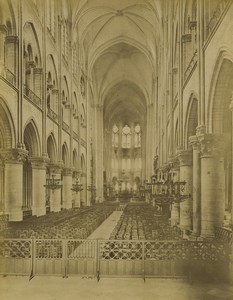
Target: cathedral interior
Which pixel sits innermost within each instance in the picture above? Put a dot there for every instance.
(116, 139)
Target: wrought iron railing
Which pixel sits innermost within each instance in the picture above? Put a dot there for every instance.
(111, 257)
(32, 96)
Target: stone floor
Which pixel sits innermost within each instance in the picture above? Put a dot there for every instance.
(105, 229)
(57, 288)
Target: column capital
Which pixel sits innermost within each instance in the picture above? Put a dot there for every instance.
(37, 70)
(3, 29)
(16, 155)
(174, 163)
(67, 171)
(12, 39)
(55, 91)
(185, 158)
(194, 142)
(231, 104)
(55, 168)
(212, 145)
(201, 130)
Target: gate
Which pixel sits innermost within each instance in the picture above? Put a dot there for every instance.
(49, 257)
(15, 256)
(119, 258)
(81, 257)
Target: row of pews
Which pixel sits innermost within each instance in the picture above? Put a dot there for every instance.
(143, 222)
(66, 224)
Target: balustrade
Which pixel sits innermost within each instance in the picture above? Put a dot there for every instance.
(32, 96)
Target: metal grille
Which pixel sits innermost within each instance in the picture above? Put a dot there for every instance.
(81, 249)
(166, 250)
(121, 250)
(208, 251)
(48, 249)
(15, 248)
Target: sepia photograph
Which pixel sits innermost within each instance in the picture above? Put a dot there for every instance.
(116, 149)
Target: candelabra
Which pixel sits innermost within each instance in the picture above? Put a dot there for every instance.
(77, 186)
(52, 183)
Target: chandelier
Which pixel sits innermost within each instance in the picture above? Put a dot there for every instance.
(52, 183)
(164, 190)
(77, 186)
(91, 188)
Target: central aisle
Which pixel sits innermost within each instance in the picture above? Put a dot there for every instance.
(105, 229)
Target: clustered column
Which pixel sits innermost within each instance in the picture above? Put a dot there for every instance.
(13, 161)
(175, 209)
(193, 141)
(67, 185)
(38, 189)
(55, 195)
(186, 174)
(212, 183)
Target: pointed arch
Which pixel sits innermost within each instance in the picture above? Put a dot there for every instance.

******************************

- _EXERCISE DESCRIPTION_
Look through the entries above and list every line containing "column".

- _FINISHED EXERCISE_
Target: column capital
Target: clustered column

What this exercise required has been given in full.